MATERIAL FOR THIS EXERCISE
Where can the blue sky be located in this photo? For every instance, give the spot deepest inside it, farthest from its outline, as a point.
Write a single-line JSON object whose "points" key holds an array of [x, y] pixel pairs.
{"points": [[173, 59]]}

---

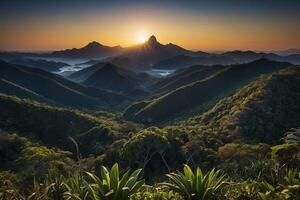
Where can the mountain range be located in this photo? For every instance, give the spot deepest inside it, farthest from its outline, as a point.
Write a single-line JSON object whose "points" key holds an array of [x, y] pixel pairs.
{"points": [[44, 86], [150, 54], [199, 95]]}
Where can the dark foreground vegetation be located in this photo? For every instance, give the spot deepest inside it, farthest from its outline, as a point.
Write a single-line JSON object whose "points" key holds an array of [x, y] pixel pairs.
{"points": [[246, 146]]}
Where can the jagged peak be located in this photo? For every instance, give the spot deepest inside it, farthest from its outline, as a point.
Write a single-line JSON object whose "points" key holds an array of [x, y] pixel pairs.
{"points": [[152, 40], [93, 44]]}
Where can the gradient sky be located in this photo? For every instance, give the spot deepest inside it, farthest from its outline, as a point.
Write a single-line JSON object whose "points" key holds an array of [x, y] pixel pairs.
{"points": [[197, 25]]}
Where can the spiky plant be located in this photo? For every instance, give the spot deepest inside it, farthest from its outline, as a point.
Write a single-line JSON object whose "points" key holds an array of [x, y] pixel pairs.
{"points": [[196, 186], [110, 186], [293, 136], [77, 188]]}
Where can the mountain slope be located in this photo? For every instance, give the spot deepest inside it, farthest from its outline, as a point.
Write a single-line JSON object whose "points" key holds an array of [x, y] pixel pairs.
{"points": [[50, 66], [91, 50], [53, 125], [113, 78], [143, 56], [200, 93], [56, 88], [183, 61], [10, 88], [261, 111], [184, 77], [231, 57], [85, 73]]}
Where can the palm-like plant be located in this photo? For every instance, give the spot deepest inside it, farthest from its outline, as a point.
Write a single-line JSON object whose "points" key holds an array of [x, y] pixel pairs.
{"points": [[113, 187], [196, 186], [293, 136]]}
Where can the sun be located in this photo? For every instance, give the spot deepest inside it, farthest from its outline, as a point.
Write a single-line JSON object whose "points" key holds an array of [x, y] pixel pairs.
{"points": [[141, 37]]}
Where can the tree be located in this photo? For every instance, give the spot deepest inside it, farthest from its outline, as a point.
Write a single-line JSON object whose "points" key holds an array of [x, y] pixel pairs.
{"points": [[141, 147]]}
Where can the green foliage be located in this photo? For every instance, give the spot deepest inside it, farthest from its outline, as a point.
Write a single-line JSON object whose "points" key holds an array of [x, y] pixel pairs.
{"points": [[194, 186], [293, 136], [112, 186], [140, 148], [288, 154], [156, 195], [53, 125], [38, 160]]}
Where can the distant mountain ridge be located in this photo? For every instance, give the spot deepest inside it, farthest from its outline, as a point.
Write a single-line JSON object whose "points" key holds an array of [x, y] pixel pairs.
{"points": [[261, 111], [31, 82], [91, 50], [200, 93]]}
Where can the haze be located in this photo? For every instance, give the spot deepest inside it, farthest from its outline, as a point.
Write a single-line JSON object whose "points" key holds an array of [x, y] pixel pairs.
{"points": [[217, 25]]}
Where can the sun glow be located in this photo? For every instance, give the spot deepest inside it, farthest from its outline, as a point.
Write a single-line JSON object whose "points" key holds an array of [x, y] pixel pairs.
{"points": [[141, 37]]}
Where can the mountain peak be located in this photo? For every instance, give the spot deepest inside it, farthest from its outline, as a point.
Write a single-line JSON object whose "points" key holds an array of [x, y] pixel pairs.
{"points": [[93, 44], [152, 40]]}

WHAT IS REQUIRED
Every line that contains the string "plant" should be copied from the entries.

ANSWER SECTION
Where can the spiky plant be located in this photo? For every instance, give the spot deepest inside it, farthest from its outline, as a point.
Where can the palm-like plant be located in this photo? For every instance, give the spot deepest inside it, farthest from its outline, as a point.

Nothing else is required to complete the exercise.